■ EXERCISE AIM
In full and word for word, restate the lines of the listing.

◇ ◇ ◇ ◇ ◇ ◇ ◇

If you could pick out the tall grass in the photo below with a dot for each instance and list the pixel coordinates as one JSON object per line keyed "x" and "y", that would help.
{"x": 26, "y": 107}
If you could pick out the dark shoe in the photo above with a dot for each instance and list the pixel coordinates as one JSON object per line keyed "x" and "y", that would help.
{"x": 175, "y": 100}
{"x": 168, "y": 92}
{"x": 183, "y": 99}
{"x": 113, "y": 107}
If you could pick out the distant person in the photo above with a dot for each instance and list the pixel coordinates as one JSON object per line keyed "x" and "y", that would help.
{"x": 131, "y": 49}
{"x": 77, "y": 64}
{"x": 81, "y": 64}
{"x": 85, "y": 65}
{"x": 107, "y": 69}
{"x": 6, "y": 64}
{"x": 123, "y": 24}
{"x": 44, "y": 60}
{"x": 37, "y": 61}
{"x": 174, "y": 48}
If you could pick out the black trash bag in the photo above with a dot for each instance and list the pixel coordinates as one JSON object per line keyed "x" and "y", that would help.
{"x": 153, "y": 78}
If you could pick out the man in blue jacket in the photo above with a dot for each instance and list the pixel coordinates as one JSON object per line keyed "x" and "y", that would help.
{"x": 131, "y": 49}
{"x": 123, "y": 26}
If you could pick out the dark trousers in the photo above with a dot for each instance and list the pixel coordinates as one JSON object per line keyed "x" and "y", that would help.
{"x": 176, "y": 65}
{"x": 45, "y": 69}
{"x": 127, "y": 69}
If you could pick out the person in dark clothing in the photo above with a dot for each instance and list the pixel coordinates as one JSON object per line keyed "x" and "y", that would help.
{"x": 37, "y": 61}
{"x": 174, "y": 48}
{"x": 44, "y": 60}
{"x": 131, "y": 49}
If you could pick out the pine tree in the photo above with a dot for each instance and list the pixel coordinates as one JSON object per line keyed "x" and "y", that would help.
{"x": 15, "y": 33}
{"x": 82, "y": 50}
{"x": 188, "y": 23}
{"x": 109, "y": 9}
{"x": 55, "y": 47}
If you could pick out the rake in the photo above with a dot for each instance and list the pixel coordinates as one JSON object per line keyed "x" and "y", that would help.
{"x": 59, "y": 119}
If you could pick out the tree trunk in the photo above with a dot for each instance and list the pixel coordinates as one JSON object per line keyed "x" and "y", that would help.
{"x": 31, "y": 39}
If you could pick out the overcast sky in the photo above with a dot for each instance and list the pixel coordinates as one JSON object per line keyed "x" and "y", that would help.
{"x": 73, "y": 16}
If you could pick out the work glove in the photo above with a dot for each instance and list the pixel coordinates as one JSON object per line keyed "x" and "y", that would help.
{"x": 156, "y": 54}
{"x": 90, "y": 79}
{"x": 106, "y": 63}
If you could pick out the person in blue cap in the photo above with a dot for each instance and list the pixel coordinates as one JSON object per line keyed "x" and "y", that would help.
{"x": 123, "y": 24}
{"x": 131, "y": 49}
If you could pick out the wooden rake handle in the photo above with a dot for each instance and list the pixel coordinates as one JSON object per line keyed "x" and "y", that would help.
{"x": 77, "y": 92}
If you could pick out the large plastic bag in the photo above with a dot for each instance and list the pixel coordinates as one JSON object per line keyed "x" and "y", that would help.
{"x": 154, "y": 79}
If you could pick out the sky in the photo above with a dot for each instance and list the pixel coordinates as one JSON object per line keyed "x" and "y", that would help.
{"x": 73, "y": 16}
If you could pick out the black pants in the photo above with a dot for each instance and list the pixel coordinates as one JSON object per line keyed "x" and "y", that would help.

◇ ◇ ◇ ◇ ◇ ◇ ◇

■ RESULT
If you could pick out the tall grass in the photo below with a dot for each instance and list the pixel coordinates as one JSON object per line keyed "x" and "y", that would help.
{"x": 26, "y": 107}
If you could pick out the dark shoe in the photo above with a dot for each instance and list the pixel coordinates as one JSON object per line keyed "x" and "y", that would help.
{"x": 175, "y": 100}
{"x": 168, "y": 92}
{"x": 183, "y": 99}
{"x": 113, "y": 107}
If you could pick out the distant person in the photo above with a dot for each instance and list the pixel coordinates as one JSON object per line keyed "x" and "y", that would help.
{"x": 131, "y": 49}
{"x": 77, "y": 64}
{"x": 81, "y": 64}
{"x": 85, "y": 65}
{"x": 107, "y": 69}
{"x": 6, "y": 64}
{"x": 123, "y": 24}
{"x": 44, "y": 60}
{"x": 37, "y": 61}
{"x": 174, "y": 48}
If you could pick out the black trash bag in the photo above with a dot for each instance and list the pixel coordinates as one JSON object per line keyed "x" and "y", that would help.
{"x": 153, "y": 78}
If you could pick out the man in blue jacket in the photo above with a dot for each instance and list the pixel coordinates as one JSON object per line keyed "x" and "y", that would help.
{"x": 131, "y": 49}
{"x": 123, "y": 26}
If you could pick out the dark trousers in the photo above with a dot for each instance and list the pixel coordinates as one JSON object per line keyed "x" and "y", that would help.
{"x": 176, "y": 65}
{"x": 45, "y": 69}
{"x": 127, "y": 69}
If you could pick out the person in dark clothing in the photo above with a dot for each instance and list the pixel coordinates as one JSON object per line keyed "x" and "y", that would help.
{"x": 37, "y": 61}
{"x": 174, "y": 48}
{"x": 44, "y": 60}
{"x": 131, "y": 49}
If you could pick out the pine tree in the photo above with a dot for each instance and list the pixel coordinates as one JSON object per line keyed "x" and "y", that would help.
{"x": 15, "y": 33}
{"x": 82, "y": 50}
{"x": 188, "y": 23}
{"x": 109, "y": 9}
{"x": 55, "y": 47}
If you could pick out the rake in the photo above with a dot for each instance and list the pixel coordinates as one JSON object per line keyed "x" and "y", that would help.
{"x": 59, "y": 119}
If you could pick out the tree trunk in the photo above with a dot for each instance and list the pixel coordinates as one JSON object per line keyed "x" and "y", that would help.
{"x": 31, "y": 39}
If you could pick out the overcast sky in the photo above with a dot for each instance and list the pixel coordinates as one JSON object per line keyed "x" and "y", that would help.
{"x": 73, "y": 16}
If you could pick out the work glove in the photo above with a dot for each instance and list the pixel coordinates as one JSON object per line keyed "x" and "y", that would help.
{"x": 156, "y": 54}
{"x": 90, "y": 79}
{"x": 106, "y": 63}
If you could pick out the person in blue cap in the photo above with a dot for each instance and list the pixel coordinates as one JSON object per line keyed "x" and "y", that would help.
{"x": 123, "y": 24}
{"x": 131, "y": 49}
If you could pick out the wooden rake handle in the photo above with a dot for each instance and list the pixel coordinates as one JSON object per line keyed "x" and "y", that would help.
{"x": 77, "y": 92}
If you could pick out the large plastic bag in the photo above with a dot for each instance and list the pixel coordinates as one JSON object per line keyed "x" and "y", that would help.
{"x": 154, "y": 79}
If you could pick out the sky in the photo above with a dot for each instance and list the pixel coordinates as one JSON object per line keyed "x" and "y", that would help.
{"x": 73, "y": 16}
If you could pick out the black pants in the photo above with a dot for each instance and list the pixel coordinates as one JSON object per line keyed "x" and "y", that would help.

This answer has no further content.